• Requirements
Copy out every line of the entries below that contains the word "plate", treating uppercase and lowercase as different.

[START]

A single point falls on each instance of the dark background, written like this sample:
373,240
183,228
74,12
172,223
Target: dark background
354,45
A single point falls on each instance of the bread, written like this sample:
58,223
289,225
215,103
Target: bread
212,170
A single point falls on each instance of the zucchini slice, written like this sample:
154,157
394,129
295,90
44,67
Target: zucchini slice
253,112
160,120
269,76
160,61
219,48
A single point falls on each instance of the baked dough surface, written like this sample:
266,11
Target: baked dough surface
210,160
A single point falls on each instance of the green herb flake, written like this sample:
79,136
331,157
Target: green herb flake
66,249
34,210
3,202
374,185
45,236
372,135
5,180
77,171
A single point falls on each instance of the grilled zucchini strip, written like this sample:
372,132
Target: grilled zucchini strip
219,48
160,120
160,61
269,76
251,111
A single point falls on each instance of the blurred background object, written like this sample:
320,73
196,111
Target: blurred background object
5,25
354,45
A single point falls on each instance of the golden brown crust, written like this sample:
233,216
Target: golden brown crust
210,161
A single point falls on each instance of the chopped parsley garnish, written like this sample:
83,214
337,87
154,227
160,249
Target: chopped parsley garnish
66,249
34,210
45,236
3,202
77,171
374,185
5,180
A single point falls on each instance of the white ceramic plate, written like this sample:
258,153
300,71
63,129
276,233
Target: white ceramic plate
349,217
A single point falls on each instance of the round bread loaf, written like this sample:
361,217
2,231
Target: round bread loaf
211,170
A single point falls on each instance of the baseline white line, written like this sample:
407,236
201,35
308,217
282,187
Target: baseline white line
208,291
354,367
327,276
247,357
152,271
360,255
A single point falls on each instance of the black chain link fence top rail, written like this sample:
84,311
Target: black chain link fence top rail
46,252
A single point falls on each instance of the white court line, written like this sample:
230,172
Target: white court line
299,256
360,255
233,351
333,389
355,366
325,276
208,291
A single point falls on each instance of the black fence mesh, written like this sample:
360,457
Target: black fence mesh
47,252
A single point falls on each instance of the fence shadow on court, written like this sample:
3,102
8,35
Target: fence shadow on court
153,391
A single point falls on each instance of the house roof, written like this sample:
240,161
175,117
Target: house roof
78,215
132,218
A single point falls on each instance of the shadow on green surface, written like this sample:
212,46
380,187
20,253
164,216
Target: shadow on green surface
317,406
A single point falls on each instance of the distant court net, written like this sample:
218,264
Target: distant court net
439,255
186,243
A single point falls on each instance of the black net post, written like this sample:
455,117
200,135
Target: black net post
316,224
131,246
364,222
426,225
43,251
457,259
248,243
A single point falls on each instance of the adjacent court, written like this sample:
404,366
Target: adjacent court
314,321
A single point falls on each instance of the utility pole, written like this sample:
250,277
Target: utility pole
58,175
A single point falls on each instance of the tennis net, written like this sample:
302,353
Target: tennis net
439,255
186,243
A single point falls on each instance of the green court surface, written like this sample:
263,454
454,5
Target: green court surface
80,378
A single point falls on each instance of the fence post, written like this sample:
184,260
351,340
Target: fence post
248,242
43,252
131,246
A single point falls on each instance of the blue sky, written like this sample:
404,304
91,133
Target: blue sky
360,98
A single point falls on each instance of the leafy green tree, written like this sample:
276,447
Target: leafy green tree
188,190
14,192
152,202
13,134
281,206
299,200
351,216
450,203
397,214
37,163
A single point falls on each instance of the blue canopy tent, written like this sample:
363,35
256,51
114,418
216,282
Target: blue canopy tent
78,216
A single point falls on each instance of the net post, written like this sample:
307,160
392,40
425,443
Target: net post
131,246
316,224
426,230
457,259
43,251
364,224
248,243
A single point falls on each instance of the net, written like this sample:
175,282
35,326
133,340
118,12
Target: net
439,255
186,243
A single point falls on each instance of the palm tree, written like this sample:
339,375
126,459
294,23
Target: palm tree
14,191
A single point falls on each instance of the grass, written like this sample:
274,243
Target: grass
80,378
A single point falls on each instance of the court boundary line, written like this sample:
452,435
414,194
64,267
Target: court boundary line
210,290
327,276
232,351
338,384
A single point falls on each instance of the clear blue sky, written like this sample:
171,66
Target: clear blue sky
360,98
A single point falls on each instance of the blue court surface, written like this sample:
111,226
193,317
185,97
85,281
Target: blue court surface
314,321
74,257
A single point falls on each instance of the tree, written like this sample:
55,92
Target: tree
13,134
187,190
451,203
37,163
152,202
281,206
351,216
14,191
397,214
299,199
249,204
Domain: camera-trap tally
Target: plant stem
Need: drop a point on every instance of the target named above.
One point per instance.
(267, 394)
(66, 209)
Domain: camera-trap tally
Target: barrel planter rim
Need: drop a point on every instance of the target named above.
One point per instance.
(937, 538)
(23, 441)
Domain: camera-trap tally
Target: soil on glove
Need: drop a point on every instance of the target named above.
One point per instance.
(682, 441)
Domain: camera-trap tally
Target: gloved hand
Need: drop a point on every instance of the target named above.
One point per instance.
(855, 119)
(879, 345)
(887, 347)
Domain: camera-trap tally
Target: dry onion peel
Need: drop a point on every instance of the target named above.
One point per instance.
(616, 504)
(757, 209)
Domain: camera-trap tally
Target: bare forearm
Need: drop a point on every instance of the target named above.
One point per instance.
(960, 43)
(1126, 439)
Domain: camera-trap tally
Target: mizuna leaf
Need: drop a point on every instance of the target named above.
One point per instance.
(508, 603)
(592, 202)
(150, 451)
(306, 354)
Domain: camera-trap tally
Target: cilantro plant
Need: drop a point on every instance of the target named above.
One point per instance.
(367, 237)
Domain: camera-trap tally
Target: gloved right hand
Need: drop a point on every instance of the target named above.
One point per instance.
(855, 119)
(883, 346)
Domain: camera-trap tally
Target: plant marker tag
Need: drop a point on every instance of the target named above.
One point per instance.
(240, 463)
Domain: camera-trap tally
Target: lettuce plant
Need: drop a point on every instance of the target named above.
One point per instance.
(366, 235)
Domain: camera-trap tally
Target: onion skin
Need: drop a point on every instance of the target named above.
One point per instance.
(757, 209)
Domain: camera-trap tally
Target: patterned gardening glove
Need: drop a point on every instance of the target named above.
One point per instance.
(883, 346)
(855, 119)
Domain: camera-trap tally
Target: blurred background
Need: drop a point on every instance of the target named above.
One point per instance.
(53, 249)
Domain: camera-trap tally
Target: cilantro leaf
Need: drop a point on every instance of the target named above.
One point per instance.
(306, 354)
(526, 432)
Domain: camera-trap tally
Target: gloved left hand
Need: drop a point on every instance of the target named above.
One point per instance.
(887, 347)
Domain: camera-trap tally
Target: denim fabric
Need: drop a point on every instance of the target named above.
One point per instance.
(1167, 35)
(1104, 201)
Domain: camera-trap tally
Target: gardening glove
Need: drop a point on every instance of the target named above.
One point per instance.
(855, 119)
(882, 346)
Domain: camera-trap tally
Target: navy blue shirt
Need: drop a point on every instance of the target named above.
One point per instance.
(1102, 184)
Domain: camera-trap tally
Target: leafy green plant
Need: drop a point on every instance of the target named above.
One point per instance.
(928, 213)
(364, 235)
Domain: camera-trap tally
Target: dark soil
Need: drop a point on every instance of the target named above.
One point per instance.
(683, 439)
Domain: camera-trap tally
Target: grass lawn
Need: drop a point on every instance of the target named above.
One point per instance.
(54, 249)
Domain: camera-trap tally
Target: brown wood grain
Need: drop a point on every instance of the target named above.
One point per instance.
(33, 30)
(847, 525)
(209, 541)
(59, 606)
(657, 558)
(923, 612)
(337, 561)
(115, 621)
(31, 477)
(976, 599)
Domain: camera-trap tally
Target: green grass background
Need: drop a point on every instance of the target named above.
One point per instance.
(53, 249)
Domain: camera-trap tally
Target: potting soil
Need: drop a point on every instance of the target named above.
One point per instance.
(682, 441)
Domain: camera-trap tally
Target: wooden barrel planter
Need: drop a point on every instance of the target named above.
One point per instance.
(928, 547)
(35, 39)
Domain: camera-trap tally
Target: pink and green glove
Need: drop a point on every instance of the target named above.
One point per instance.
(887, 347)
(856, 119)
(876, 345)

[END]

• Task answer
A single point falls on each instance of the white ceramic plate, written like this sample:
Target: white ceramic plate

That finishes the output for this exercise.